__Task requirements__.
Update the material from its first line through the line containing "box: [599, 337, 609, 364]" by replacing "positive clicks" with "foreground clicks". Return those lines with everything else unchanged.
#### Raw data ####
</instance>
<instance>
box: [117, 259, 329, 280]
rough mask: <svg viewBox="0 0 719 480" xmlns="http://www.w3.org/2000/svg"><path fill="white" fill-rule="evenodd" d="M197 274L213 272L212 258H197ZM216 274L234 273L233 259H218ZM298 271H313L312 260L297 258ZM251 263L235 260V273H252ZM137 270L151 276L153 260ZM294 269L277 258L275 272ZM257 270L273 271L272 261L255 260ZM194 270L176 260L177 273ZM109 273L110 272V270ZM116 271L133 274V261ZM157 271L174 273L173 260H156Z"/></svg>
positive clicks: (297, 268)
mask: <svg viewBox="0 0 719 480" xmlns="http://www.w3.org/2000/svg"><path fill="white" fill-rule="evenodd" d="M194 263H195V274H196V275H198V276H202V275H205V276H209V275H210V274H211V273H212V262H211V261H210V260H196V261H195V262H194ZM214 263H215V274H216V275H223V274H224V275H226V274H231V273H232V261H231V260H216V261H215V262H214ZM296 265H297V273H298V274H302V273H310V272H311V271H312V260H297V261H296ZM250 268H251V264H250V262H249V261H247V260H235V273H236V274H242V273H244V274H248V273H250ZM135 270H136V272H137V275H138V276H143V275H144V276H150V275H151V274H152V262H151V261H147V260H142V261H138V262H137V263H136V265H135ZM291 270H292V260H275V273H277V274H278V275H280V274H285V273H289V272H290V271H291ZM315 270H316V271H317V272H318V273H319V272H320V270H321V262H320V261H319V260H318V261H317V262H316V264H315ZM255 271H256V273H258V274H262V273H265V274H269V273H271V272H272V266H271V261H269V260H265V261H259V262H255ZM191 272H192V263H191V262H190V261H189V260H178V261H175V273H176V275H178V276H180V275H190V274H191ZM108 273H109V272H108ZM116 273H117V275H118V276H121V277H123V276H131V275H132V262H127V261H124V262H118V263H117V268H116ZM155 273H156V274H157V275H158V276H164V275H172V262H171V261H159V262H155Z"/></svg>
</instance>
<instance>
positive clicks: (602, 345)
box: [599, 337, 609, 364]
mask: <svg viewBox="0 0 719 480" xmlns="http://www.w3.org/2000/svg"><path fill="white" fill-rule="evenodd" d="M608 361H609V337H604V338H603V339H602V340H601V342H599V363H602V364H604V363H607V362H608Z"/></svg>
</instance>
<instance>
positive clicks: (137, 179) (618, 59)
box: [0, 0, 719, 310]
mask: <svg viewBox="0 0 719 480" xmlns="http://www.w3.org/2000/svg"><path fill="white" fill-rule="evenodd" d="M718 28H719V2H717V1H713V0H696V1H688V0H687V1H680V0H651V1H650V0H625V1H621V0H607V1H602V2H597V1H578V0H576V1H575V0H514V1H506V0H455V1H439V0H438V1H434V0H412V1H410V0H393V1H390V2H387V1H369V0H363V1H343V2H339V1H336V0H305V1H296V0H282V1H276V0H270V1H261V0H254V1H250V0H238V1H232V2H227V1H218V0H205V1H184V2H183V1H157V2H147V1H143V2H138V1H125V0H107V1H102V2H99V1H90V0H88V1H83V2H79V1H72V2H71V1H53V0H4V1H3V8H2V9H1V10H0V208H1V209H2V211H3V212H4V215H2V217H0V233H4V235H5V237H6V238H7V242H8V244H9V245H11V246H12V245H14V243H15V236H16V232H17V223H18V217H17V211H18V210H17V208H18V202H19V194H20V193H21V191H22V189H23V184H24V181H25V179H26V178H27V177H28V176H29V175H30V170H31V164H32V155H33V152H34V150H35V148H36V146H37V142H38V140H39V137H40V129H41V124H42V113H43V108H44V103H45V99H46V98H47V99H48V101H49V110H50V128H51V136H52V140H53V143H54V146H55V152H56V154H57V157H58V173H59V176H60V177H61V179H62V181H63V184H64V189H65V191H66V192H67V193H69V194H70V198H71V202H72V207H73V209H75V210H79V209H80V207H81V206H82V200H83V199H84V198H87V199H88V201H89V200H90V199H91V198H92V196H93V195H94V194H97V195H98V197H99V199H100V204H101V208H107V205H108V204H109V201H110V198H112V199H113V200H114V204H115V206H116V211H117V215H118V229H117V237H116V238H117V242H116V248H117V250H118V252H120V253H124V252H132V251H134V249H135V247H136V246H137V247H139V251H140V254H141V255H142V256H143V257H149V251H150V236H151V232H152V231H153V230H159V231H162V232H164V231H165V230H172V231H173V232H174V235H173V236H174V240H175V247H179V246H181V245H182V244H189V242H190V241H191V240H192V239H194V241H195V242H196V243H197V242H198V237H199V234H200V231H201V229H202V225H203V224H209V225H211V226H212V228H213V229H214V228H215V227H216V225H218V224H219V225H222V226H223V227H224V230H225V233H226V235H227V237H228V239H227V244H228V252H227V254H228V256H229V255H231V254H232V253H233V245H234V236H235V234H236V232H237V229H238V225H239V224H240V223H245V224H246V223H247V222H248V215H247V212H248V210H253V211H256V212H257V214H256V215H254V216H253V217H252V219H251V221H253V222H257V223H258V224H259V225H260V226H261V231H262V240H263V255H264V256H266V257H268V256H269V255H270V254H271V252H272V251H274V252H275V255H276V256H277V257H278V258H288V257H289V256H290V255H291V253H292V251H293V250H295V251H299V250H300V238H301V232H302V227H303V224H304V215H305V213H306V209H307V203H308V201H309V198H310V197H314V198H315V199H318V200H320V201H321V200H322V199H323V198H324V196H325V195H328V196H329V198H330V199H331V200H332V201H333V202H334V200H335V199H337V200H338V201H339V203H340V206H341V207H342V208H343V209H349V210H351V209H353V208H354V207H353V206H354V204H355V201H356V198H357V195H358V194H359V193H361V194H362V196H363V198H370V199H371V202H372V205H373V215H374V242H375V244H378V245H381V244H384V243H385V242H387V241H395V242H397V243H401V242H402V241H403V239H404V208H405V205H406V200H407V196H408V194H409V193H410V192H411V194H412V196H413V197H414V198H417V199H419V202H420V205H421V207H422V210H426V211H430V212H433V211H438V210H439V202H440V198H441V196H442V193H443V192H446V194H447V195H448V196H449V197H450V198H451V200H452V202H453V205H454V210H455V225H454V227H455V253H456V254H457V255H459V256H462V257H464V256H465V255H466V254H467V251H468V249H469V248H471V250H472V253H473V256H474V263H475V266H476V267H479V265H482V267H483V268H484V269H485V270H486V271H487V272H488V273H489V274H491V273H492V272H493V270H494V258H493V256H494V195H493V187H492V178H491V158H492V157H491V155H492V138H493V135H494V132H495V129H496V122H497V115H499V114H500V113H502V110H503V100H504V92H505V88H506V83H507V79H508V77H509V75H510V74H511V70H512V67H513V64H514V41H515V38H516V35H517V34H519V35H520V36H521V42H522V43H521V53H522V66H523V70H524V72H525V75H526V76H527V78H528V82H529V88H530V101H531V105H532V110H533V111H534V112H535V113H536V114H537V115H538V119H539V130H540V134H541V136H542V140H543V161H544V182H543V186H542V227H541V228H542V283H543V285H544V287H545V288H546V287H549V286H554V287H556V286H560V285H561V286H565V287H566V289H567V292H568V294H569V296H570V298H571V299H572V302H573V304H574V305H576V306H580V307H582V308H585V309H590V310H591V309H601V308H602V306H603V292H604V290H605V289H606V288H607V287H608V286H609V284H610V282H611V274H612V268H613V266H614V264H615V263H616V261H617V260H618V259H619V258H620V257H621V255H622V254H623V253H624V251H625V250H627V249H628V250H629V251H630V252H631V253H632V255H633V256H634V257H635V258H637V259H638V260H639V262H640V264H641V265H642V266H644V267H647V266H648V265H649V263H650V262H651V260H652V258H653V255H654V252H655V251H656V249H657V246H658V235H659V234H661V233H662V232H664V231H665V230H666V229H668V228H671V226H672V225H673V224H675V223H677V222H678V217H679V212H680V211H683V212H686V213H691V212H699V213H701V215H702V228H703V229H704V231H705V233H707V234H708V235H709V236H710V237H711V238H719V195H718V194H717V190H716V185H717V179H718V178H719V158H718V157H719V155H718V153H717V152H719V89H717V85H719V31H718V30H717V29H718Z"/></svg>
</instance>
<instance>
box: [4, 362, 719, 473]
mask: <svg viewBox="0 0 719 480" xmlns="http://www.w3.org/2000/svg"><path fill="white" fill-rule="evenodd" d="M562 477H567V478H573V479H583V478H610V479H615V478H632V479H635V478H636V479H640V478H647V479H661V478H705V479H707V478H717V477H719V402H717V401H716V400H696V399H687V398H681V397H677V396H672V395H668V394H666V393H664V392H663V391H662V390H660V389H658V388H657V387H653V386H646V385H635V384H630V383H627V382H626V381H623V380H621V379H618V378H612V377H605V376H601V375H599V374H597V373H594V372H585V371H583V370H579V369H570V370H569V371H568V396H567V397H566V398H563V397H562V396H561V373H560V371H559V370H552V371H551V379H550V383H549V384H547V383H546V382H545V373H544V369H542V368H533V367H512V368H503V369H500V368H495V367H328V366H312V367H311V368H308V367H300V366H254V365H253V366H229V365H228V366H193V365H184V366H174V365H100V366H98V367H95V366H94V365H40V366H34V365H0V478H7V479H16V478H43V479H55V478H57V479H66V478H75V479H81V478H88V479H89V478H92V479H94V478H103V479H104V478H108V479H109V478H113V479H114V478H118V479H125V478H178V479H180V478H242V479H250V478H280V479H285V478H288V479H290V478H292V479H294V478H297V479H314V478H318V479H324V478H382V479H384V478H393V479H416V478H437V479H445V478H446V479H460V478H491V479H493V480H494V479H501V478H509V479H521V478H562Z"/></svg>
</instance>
####
__Written answer__.
</instance>
<instance>
box: [117, 259, 329, 280]
rough mask: <svg viewBox="0 0 719 480" xmlns="http://www.w3.org/2000/svg"><path fill="white" fill-rule="evenodd" d="M197 274L213 272L212 258H197ZM216 274L234 273L233 259H218ZM298 271H313L312 260L297 258ZM251 263L235 260V273H252ZM137 270L151 276L153 260ZM294 269L277 258L275 272ZM257 270L273 271L272 261L255 260ZM194 270L176 260L177 273ZM109 273L110 272V270ZM116 271L133 274V261ZM157 271L174 273L173 260H156Z"/></svg>
foreground clicks: (297, 268)
mask: <svg viewBox="0 0 719 480" xmlns="http://www.w3.org/2000/svg"><path fill="white" fill-rule="evenodd" d="M194 263H195V274H196V275H198V276H202V275H205V276H209V275H210V274H211V273H212V262H211V261H210V260H196V261H195V262H194ZM214 263H215V274H216V275H223V274H224V275H226V274H231V273H232V261H231V260H216V261H215V262H214ZM296 265H297V273H298V274H302V273H310V272H311V271H312V260H297V261H296ZM250 268H251V264H250V262H249V261H247V260H235V273H236V274H242V273H244V274H248V273H250ZM135 270H136V272H137V275H138V276H143V275H144V276H150V275H151V274H152V262H151V261H147V260H142V261H138V262H137V263H136V265H135ZM291 270H292V260H275V273H277V274H278V275H280V274H285V273H289V272H290V271H291ZM315 270H316V271H317V272H318V273H319V272H320V270H321V262H320V261H319V260H318V261H317V262H316V264H315ZM255 271H256V273H258V274H262V273H265V274H269V273H271V272H272V266H271V261H269V260H265V261H259V262H255ZM191 272H192V263H191V262H190V261H189V260H178V261H175V273H176V275H178V276H180V275H190V274H191ZM108 273H109V272H108ZM116 273H117V275H118V276H121V277H123V276H131V275H132V262H127V261H124V262H118V263H117V268H116ZM155 273H156V274H157V275H158V276H164V275H172V262H171V261H159V262H155Z"/></svg>
</instance>
<instance>
foreground clicks: (602, 345)
box: [599, 337, 609, 364]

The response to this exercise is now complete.